Problem requirements –
Find the line that contains "of the dress"; please output it and each line after it, exactly as shown, up to the end of the entries below, skipping pictures.

Data to process –
:::::

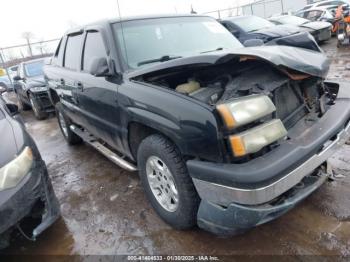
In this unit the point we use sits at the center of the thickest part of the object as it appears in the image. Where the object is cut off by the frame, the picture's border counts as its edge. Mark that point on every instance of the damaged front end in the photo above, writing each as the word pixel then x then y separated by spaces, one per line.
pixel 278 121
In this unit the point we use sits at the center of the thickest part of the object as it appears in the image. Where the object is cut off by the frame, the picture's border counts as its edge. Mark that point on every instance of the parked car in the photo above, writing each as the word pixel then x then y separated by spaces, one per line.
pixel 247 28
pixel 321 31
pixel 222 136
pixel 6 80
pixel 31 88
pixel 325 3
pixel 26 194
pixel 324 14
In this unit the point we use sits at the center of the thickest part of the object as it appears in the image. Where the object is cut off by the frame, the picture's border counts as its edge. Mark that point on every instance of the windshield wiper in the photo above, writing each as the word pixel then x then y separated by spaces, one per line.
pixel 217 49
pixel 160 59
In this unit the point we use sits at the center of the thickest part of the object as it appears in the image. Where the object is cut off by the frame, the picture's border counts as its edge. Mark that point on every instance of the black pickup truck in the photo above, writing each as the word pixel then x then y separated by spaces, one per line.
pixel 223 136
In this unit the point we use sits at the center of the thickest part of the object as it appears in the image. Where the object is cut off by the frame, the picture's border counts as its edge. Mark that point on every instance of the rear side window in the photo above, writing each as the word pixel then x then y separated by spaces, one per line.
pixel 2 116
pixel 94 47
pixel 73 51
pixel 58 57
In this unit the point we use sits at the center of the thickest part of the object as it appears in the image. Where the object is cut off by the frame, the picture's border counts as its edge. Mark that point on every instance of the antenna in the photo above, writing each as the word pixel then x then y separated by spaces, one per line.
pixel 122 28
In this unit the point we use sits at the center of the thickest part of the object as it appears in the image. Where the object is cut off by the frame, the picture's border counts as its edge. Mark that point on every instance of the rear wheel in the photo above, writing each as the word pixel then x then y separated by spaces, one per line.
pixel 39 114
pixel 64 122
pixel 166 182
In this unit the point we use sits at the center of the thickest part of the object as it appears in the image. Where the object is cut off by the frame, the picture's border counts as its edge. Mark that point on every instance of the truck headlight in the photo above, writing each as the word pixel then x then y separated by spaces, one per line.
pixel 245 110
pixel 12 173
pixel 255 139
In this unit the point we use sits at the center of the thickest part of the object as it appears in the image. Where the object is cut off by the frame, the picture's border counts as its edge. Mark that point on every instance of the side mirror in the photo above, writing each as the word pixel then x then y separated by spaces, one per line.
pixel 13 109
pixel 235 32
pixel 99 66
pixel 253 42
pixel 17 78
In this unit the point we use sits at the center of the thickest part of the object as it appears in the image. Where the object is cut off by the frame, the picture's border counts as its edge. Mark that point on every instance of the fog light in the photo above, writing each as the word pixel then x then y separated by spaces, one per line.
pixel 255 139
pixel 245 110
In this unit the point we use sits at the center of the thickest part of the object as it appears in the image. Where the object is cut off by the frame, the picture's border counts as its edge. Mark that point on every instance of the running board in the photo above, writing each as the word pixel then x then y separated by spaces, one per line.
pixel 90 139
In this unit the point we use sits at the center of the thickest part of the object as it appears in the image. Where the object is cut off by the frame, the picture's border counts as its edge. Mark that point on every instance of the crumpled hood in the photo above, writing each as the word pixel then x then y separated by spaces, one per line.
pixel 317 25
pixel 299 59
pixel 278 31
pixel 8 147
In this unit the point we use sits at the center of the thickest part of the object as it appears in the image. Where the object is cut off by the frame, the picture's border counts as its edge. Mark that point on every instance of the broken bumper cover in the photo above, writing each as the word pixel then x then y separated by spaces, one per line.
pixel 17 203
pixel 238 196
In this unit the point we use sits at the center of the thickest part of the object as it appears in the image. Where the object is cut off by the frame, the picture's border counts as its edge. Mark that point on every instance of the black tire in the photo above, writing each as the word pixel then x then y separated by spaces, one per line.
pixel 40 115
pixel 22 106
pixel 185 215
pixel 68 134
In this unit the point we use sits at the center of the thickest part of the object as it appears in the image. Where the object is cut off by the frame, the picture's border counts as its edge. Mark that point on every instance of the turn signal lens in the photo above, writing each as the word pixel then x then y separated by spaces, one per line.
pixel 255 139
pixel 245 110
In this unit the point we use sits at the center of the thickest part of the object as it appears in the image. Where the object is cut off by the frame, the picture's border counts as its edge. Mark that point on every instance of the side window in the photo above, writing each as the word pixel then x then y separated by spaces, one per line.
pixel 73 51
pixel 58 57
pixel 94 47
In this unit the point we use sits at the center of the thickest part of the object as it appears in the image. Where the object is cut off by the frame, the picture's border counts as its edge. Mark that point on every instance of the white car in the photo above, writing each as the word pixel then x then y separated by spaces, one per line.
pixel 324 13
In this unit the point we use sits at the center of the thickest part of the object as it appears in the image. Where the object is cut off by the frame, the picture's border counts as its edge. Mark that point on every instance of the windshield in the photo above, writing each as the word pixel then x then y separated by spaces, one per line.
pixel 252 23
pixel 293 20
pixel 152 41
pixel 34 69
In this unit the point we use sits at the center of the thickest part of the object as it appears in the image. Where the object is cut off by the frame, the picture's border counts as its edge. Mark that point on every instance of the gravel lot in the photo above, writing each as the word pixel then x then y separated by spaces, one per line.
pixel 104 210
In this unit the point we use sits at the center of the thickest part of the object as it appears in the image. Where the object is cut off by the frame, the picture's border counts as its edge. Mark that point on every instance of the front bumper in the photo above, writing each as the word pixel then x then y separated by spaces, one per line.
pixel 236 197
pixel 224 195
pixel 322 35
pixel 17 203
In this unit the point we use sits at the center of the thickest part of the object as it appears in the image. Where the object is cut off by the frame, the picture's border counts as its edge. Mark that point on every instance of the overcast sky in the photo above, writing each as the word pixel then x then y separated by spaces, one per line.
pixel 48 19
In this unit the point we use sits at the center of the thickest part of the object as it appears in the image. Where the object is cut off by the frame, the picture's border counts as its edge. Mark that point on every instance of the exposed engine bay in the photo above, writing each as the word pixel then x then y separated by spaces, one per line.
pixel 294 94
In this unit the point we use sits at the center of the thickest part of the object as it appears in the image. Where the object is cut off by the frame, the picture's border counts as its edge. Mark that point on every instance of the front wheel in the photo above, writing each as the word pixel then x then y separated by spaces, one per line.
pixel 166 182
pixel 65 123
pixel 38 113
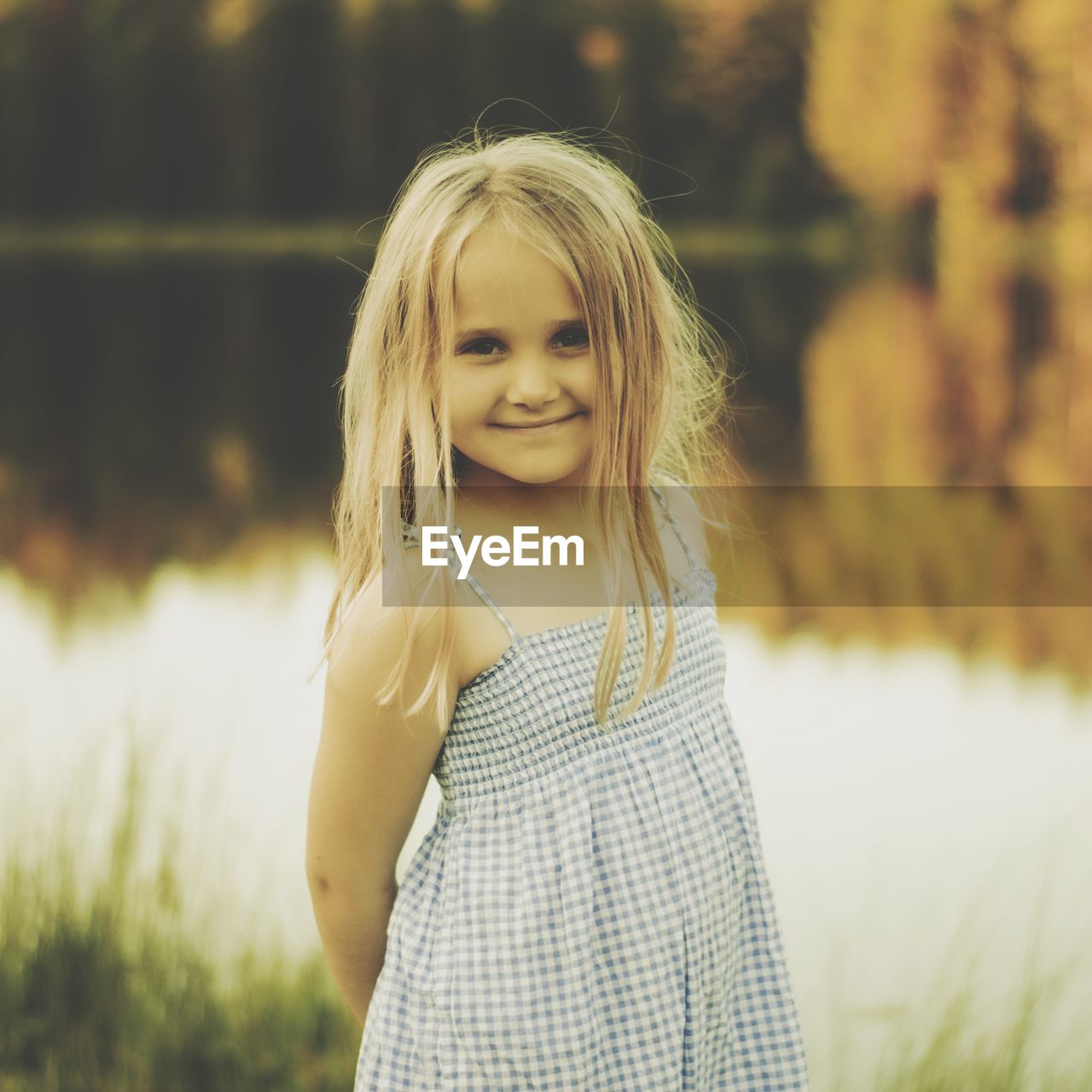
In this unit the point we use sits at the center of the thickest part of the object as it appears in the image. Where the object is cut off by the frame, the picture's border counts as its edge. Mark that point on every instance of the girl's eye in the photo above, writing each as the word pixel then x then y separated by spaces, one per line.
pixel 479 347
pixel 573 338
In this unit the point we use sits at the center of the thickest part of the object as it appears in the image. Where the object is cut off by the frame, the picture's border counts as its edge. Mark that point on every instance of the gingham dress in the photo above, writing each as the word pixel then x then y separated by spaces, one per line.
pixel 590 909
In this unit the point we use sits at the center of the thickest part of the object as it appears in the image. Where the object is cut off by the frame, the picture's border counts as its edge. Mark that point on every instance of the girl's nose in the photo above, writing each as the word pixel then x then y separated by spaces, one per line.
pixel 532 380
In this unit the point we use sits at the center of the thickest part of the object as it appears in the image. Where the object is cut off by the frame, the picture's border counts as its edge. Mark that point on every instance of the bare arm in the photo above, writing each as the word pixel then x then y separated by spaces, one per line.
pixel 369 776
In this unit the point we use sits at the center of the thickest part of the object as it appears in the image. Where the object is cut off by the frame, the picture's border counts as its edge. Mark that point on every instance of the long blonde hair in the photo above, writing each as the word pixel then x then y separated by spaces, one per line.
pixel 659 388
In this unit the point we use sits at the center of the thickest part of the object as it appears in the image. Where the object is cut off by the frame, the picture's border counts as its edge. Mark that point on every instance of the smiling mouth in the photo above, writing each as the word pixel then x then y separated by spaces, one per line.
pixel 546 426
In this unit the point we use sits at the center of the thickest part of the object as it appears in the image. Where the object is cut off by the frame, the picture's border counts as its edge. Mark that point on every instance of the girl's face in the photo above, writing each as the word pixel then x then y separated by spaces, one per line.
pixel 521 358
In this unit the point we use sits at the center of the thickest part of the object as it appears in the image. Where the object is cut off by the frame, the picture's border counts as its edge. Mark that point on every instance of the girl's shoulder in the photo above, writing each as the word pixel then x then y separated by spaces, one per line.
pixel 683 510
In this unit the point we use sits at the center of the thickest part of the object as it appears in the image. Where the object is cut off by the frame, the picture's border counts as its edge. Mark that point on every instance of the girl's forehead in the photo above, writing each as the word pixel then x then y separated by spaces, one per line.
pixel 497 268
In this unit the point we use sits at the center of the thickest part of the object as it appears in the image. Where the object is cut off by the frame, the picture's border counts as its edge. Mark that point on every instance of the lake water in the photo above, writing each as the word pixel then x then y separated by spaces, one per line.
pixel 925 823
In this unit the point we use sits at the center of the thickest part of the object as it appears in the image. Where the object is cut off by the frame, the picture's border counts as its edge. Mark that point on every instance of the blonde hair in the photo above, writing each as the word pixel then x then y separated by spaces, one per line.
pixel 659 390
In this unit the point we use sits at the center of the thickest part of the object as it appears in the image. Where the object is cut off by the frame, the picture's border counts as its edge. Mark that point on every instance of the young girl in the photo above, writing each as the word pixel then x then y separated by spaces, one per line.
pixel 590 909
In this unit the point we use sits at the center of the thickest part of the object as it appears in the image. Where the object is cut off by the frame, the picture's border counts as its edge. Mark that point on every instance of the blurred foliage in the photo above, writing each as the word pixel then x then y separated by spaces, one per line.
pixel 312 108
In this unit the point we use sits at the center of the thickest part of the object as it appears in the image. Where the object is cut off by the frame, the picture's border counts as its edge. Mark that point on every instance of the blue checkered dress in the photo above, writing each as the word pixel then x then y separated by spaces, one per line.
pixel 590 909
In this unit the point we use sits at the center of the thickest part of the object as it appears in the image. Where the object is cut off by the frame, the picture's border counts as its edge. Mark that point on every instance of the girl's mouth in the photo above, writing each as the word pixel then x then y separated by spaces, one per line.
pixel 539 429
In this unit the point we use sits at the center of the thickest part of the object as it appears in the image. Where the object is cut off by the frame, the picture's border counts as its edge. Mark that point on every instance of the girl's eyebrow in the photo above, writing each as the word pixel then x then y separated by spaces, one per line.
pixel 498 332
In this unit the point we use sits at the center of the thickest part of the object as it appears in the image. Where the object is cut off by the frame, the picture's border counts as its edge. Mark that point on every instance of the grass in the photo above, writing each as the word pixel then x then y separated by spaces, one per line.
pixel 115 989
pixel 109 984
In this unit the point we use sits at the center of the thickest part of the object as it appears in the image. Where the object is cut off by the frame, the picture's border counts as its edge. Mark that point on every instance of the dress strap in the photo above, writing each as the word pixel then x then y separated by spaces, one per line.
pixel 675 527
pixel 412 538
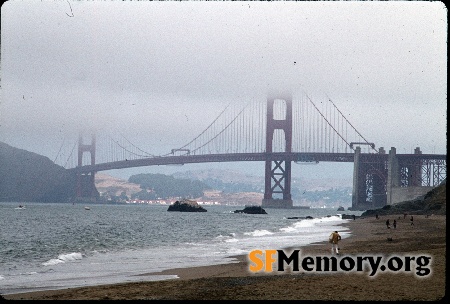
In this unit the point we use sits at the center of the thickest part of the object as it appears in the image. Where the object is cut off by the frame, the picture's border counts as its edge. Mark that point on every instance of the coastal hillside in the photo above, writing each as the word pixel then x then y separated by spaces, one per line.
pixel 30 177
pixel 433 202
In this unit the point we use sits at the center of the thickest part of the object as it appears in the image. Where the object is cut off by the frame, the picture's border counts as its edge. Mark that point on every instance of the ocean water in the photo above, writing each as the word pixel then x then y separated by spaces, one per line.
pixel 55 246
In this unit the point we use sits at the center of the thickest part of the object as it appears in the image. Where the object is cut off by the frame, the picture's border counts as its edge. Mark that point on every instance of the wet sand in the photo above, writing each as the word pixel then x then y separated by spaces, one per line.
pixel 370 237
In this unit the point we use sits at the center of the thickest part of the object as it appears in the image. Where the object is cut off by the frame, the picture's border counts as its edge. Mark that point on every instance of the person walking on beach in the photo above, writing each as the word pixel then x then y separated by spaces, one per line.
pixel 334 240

:::::

Response area –
In this unit the point we use sits at the center of the thickest part of the object as it appears in the image. Where the object is cut off by the frame, the picture's border counts as its edge. Mark that point on every instance of the dress strap in the photo above, writing each as the word pixel then x then y separated by spaces, one per line.
pixel 675 527
pixel 412 538
In this unit the point we use sits at the center of the thickest part of the object as it appears in the image. Where the object is cut off by the frame, the picture's border counts as its edge. Mark that point on every instance of the coastal hillside in the photo above, writing each as the word pixel then x then y separated by spaces, one per line.
pixel 30 177
pixel 433 202
In this unit the point we use sits at the center of the thickest part of the object as it appears in the image. Where the object is cut off by the frame, the picture's border counts as its edge. Mark that point on every instance of the ocean water in the photo above, writing each as the word pixel then x then y separated by spaces, one per line.
pixel 55 246
In this unit the point we use sits at the center of the thickest part of the object as it appears in the image. Where the object is cut off by the frame, the picture's border counts as its edge. Mark that point on every instance of the wet sand in the photo above, writing each as the word pixel then x then y separated by spaces, one per line.
pixel 370 237
In this unit the point we use sits at the center of the thickest part of the object as it appears in the image. Where the object is cut off by the frame, the picture's border counts as its edge. Mark that point on every instance of the person walking on beach in the photo above, writing each as the word pixel then x then y separated by spaces, one per line.
pixel 334 240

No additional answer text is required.